**Work task:** All of the data below is to be repeated exactly, except for the pictures.

**Material provided:**
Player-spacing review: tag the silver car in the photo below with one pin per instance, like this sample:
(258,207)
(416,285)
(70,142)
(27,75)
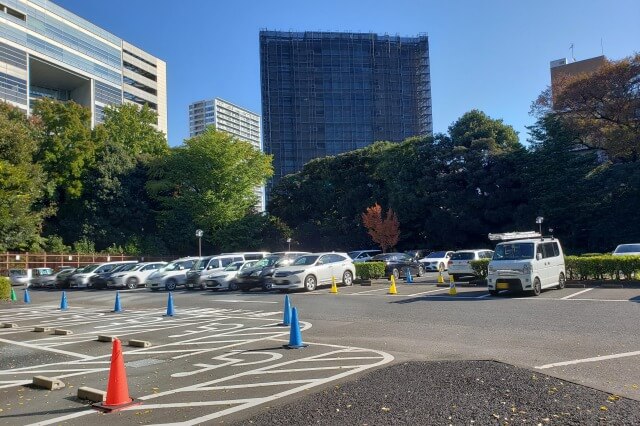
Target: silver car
(311,270)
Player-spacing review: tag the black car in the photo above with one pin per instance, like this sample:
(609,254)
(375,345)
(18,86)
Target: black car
(397,264)
(260,274)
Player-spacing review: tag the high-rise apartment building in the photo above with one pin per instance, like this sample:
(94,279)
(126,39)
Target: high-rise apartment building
(47,51)
(327,93)
(230,118)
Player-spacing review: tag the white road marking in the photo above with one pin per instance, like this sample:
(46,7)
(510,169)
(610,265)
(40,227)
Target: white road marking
(575,294)
(594,359)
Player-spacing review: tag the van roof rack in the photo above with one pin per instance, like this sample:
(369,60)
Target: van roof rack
(506,236)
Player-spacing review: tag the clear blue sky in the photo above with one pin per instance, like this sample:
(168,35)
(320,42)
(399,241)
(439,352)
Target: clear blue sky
(492,55)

**Written answer:**
Player-spacing review: tag the silver car in the photo below with one pin per instance, like this sample:
(258,207)
(416,285)
(70,142)
(27,75)
Target: silver car
(311,270)
Player-spacing review: tag the black car in the photo above with one pin per instance, like this sample:
(609,254)
(375,345)
(18,86)
Target: black car
(397,264)
(260,274)
Player-spacing review: tag the high-rise apartment building in the photo above with one pin per instance, like this sample:
(94,279)
(126,39)
Target: high-rise apartment building
(47,51)
(327,93)
(230,118)
Player-spacing review: tag the white road marking in the photo above with one pin per instance, like this sample:
(46,7)
(510,169)
(610,265)
(40,227)
Target: white road marking
(575,294)
(594,359)
Player-spacing review: tag the van roof rack in the photo above with one pin per instance, like this sample:
(369,60)
Target: van roof rack
(506,236)
Player-spacing review: tag the clear blue sky in the photo above with one pin per instance, like this sample:
(168,35)
(320,42)
(399,241)
(439,352)
Target: clear blue sky
(492,55)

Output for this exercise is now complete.